*Tâches à réaliser:*
• A. D'après le texte sur les abeilles, quelle part de notre alimentation dépend de ces insectes ?
• B. Réécris le texte sur les abeilles entre "Paule Masson Mardi, 26" et "ces infatigables butineuses." inclus, en mettant "ouvrières" à la place de "abeilles".
• C. Selon le texte sur les abeilles, pourquoi les éclaireuses se livrent-elles à une petite danse en revenant à la ruche ?
:: Passage extrait
Paule Masson Mardi, 26 Juillet, 2016 L'Humanité
AFP
La
gastronomie sur le terrain des bonnes causes. Depuis une vingtaine
d’années, les abeilles sont victimes d’une surmortalité inquiétante, or
35 % de notre alimentation dépendent de ces infatigables butineuses.
Sans elles, la plupart des fruits, légumes, herbes, épices ne peuvent
être fécondés. Le monde de la gastronomie se mobilise pour défendre leur
cause.
Dès
les premières chaleurs, à l’heure où l’hiver doucement se retire, elles
donnent le signal du réveil de la nature. Les noisetiers, les buis ou
les cerisiers deviennent alors le théâtre du ballet bourdonnant d’une
nuée de randonneuses qui partent explorer leur environnement. Une fois
repéré un champ de plantes mellifères, les abeilles éclaireuses
reviennent à la ruche et se livrent à une petite danse afin d’indiquer à
leurs congénères où se trouve l’adresse à nectar. Si elles effectuent
une chorégraphie en forme de huit, le chemin à parcourir pour atteindre
le butin est long, jusqu’à 3 à 5 kilomètres environ. Mais, par contact
des antennes et en fonction de la position du soleil, elles fournissent
aux novices de précieuses informations sur la distance, la qualité et la
quantité de la régalade à venir. Si elles effectuent la simple danse «
en rond », le pollen est tout proche, à moins de 80 mètres. Dans le parc
du Château Richeux, qui accueille l’hôtel et le restaurant d’Olivier
Roellinger, les butineuses n’ont qu’à prendre leur envol pour se mettre à
table.
::::
:: Enregistrements affichés
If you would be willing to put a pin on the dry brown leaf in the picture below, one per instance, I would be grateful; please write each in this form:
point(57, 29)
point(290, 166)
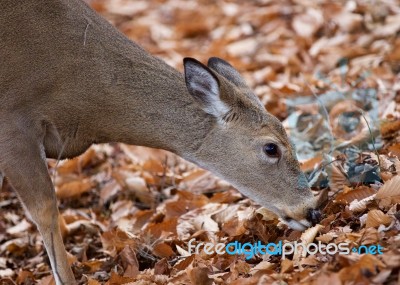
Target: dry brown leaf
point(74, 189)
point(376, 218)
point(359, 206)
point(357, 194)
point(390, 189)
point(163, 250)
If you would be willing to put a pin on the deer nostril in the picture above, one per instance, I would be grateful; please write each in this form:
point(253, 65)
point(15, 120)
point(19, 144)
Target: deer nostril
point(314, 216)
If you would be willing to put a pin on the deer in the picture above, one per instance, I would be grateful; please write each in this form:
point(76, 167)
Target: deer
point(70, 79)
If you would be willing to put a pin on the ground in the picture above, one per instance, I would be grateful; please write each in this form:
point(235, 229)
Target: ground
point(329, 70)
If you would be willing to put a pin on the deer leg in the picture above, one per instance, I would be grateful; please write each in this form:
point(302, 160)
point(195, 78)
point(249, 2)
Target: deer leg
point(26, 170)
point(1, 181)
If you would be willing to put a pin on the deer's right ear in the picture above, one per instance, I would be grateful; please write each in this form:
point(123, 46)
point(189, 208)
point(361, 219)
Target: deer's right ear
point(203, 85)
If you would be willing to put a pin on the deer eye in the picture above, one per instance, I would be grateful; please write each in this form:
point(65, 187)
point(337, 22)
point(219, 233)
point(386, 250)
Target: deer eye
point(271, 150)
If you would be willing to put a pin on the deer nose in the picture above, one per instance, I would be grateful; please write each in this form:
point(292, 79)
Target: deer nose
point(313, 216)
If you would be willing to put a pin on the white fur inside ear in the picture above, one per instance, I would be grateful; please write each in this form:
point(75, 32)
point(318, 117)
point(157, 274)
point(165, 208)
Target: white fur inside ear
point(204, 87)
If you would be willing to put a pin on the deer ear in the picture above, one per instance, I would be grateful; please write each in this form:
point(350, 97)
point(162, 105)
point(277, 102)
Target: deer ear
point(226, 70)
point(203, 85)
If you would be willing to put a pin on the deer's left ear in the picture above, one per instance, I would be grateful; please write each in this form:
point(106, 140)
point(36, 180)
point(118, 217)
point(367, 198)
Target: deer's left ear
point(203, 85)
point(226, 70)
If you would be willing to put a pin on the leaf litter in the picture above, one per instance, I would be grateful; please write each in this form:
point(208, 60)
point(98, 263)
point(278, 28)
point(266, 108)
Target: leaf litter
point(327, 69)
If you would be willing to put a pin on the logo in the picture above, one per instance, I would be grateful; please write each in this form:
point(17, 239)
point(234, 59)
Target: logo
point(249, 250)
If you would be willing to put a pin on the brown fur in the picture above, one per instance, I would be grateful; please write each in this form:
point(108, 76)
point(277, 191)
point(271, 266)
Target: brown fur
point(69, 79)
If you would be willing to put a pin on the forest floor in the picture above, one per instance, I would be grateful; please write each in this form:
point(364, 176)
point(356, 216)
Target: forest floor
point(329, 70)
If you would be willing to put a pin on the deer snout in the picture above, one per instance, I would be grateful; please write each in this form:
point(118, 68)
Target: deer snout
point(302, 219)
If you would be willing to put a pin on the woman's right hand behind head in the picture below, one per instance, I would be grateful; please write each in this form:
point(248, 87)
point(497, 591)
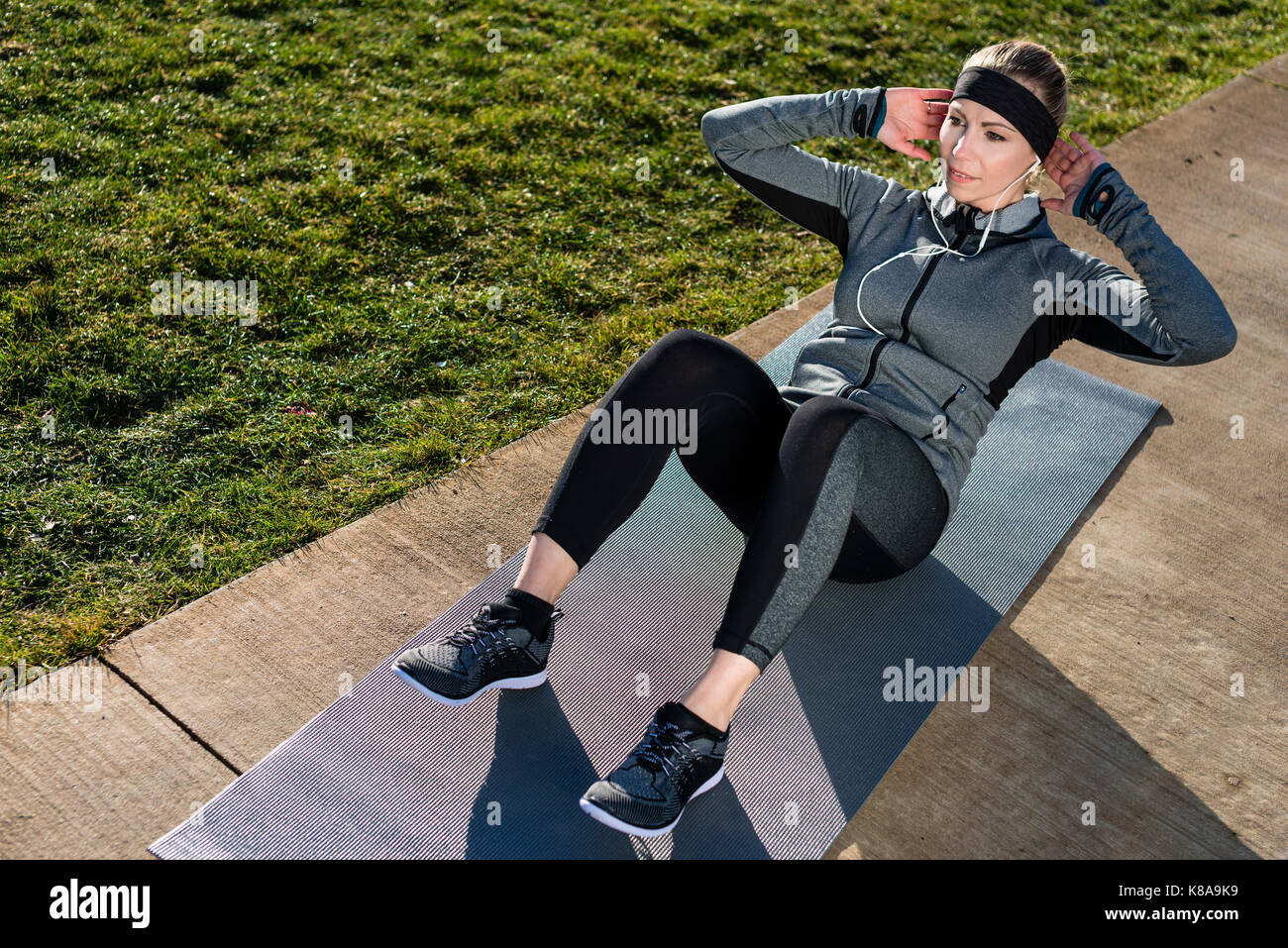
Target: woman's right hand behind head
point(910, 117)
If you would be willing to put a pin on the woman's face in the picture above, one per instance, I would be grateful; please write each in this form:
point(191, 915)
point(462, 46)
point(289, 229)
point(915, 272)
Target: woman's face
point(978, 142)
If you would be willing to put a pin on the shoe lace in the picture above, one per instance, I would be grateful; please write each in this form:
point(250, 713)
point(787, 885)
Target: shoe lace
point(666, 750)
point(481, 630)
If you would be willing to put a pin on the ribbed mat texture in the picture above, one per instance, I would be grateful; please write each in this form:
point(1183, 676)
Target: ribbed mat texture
::::
:: Enregistrements affichés
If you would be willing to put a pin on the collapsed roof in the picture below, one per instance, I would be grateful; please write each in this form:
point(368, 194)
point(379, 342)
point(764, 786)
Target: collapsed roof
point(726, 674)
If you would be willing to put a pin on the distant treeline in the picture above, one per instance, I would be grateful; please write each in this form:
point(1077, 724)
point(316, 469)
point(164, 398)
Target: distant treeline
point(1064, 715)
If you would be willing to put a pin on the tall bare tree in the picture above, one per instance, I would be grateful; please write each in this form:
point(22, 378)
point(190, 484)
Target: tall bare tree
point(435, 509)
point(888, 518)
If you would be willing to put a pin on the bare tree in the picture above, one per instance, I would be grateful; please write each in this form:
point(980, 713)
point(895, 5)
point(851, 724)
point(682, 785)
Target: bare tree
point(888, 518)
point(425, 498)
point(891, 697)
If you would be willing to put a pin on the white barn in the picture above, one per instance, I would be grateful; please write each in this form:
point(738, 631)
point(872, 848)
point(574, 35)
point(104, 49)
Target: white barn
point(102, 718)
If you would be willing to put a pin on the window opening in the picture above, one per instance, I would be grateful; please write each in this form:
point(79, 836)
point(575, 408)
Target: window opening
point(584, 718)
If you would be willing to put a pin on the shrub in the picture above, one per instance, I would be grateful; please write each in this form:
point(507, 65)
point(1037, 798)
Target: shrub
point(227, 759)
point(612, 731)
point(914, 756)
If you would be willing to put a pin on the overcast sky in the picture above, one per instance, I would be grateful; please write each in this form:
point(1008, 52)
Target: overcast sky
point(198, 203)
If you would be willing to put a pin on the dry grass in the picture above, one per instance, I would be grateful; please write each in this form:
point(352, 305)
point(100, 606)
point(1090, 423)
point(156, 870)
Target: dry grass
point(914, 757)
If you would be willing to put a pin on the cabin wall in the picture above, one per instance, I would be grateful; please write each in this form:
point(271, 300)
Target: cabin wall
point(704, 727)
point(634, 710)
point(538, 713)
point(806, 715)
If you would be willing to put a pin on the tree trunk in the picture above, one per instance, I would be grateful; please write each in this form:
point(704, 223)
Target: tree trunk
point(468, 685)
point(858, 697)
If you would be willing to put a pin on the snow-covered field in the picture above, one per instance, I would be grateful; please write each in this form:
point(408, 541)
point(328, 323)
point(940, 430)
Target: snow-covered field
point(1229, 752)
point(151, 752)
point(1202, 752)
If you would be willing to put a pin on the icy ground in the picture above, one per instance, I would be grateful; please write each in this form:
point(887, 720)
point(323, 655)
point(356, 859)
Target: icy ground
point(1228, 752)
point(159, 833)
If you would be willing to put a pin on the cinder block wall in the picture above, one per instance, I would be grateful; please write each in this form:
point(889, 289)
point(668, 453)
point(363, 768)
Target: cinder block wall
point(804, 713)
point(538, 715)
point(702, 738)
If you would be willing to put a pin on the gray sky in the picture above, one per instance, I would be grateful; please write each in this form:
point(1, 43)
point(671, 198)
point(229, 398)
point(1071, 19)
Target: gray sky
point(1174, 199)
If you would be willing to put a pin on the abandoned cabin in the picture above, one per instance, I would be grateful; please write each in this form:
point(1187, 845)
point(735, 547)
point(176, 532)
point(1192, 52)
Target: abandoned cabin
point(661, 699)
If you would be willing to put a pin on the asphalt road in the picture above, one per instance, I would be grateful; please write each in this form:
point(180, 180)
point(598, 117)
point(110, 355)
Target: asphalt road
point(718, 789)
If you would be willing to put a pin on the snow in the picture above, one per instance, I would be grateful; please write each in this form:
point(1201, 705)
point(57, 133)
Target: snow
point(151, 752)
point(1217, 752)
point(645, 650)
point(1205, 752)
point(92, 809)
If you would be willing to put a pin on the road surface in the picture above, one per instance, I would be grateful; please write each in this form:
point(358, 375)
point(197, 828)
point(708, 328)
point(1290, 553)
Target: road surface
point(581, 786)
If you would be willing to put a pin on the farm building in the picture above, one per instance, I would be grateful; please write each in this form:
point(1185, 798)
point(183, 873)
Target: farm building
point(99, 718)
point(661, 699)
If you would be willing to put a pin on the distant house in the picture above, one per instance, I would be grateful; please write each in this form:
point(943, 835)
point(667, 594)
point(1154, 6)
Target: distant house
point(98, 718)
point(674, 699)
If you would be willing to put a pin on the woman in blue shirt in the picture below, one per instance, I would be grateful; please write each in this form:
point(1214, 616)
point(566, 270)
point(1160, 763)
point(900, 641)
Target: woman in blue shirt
::::
:: Enregistrements affichés
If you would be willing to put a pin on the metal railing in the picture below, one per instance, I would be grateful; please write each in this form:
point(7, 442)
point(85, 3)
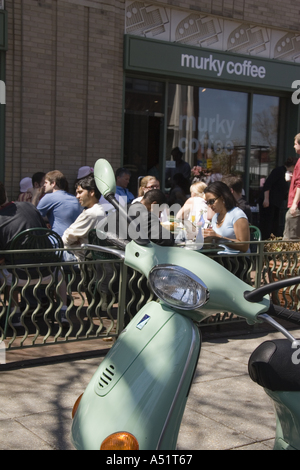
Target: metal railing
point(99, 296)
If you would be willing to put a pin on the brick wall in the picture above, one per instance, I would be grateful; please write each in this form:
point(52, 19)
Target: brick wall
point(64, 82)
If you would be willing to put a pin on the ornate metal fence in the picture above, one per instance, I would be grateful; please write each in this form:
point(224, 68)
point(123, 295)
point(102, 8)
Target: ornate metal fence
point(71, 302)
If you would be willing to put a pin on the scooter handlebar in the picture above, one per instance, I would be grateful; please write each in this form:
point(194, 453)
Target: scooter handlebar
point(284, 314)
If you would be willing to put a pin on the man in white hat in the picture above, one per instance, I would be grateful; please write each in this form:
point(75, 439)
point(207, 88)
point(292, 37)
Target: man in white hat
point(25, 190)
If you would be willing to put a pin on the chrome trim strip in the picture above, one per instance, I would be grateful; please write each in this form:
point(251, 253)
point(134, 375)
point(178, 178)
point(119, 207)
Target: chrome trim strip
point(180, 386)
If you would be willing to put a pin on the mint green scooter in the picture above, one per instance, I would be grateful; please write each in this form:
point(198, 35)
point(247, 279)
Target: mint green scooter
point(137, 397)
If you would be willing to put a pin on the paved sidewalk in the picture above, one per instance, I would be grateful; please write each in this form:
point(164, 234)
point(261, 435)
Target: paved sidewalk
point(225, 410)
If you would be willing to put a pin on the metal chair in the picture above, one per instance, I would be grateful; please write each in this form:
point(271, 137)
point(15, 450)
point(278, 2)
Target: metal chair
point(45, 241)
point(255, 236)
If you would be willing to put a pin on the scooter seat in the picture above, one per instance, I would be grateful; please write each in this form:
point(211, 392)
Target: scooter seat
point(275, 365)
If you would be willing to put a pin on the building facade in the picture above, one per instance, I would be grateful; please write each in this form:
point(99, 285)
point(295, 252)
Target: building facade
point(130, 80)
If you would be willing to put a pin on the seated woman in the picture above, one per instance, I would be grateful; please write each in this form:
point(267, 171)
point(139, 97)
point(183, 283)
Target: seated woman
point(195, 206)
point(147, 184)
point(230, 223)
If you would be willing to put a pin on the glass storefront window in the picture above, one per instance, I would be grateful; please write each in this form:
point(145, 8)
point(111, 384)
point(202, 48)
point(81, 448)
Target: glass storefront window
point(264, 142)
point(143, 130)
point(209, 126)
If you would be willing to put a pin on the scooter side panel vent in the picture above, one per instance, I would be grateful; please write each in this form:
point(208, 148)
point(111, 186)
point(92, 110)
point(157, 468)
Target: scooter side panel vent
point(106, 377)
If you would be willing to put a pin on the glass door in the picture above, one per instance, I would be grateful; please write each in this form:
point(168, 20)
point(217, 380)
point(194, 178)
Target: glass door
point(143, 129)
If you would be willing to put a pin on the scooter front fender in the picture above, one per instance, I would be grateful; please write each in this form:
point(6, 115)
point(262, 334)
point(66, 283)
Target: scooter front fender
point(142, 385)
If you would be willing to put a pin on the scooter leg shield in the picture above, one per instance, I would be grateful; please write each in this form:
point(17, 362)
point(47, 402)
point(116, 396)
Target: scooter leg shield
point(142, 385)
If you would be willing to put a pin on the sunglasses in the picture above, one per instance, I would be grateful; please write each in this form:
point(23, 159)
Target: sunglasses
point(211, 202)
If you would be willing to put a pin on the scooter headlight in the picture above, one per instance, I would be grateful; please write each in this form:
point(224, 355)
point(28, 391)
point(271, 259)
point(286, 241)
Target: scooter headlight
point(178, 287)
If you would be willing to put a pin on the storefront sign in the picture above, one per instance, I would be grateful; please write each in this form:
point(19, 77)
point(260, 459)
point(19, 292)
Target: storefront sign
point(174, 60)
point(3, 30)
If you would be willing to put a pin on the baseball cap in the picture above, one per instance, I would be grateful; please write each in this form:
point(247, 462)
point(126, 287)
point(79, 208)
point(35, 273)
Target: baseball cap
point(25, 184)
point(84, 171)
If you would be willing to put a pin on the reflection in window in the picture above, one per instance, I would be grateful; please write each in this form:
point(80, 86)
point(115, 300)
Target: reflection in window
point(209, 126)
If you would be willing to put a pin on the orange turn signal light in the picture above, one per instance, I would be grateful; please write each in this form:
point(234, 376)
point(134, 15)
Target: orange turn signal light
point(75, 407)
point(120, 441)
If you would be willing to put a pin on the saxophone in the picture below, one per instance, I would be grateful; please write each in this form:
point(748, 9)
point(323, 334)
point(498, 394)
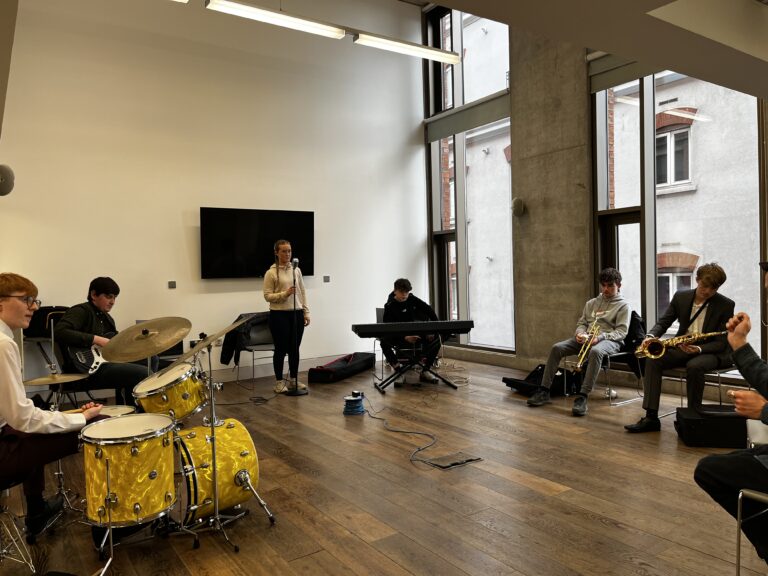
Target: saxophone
::::
*Solutions proposées:*
• A. 35 % de notre alimentation.

• B.
Paule Masson Mardi, 26 Juillet, 2016 L'Humanité
AFP
La
gastronomie sur le terrain des bonnes causes. Depuis une vingtaine
d’années, les ouvrières sont victimes d’une surmortalité inquiétante, or
35 % de notre alimentation dépendent de ces infatigables butineuses.

• C. Elles dansent pour indiquer à leurs congénères où se trouve le nectar, après avoir repéré un champ de plantes mellifères.